Start DOCUMENT TEXT
Wednesday, February 06, 2008

Super Tornadoes on Super Tuesday...

Tha Artivist Writes: I like to thank the Memphis City Schools for having the foresight and the wisdom to let the kids out early...My family was truly blessed to escape the destruction of the tornadoes...We are literally blocks away from some of the destruction in Memphis...When I went to the grocery store late in the evening, a worker and friend told me that she actually saw pieces of the wall from Sears floating in the air from her front porch in the Hickory Hill area...She also stated that she saw huge cloud formations touching the ground (these were tornadoes)...My condolences to the families of the victims...Buildings can be replaced but human lives can not...

Tornadoes Rip Through South, Killing 22

Police survey the damage to a Sears store at the Hickory Ridge Mall in Memphis, Tenn. Tuesday, Feb. 5, 2008. A tornado struck the southeast part of Memphis causing damage to the mall. No one was seriously hurt. (AP Photo/Greg Campbell)

By JON GAMBRELL, Associated Press Writer

Tornadoes across four Southern states tore through homes, ripped the roof off a shopping mall and blew apart warehouses in a rare spasm of violent winter weather that killed at least 22 people and injured dozens more.

The twisters that slammed Arkansas, Mississippi, Tennessee and Kentucky were part of a line of storms that raged across the nation's midsection at the end of a day of Super Tuesday primaries in several states. Candidates including Hillary Rodham Clinton, Barack Obama and Mike Huckabee even paused their victory speeches to remember the victims.
End DOCUMENT TEXT
Start INFORMATION SHOWN
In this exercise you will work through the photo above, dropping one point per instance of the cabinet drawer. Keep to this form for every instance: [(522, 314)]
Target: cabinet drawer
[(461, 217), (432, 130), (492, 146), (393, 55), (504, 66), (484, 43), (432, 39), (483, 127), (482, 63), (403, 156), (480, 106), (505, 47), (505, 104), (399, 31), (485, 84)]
End INFORMATION SHOWN
■ THE REQUEST: Write the next part of the Super Tuesday tornado article, picking up after its final paragraph.

■ REPLY TO THE TASK:
A spectacular fire erupted at a natural gas pumping station northeast of Nashville that authorities said could have been damaged by the storms, and an undetermined number of people were reported dead.

A couple and their 11-year-old daughter were killed in their home after a tornado touched down near the center of Atkins, a community of 3,000 along the Arkansas River in the central part of the state where authorities searched in the dark for survivors — or more victims.

"This was an extraordinary night," said Gov. Mike Beebe. "When it's compounded by darkness, that makes it that much more difficult."

Emergency crews went door to door Tuesday night seeking other possible victims in Atkins, working amid a heavy scent from splintered pines. Power lines snaked along a street, and a deep-orange pickup truck rested on its side. A navy blue Mustang with a demolished front end was marked with spray paint to show it had been searched.

Outside one damaged home, horses whinnied in the darkness, looking up only when a flashlight reached their eyes. On Southeast Second Street, a ranch home stood unscathed across the street from a concrete slab that had supported the house where three people died.

The storms killed at least 11 people in Arkansas, eight in Tennessee and three in Kentucky, authorities said.

The power was knocked out briefly at a Little Rock convention hall that hosted a watch party for GOP presidential candidate Mike Huckabee, a former Arkansas governor.

"While we hope tonight is a time for us to celebrate election results, we are reminded that nothing is as important as the lives of these fellow Arkansans, and our hearts go out to their families," Huckabee said.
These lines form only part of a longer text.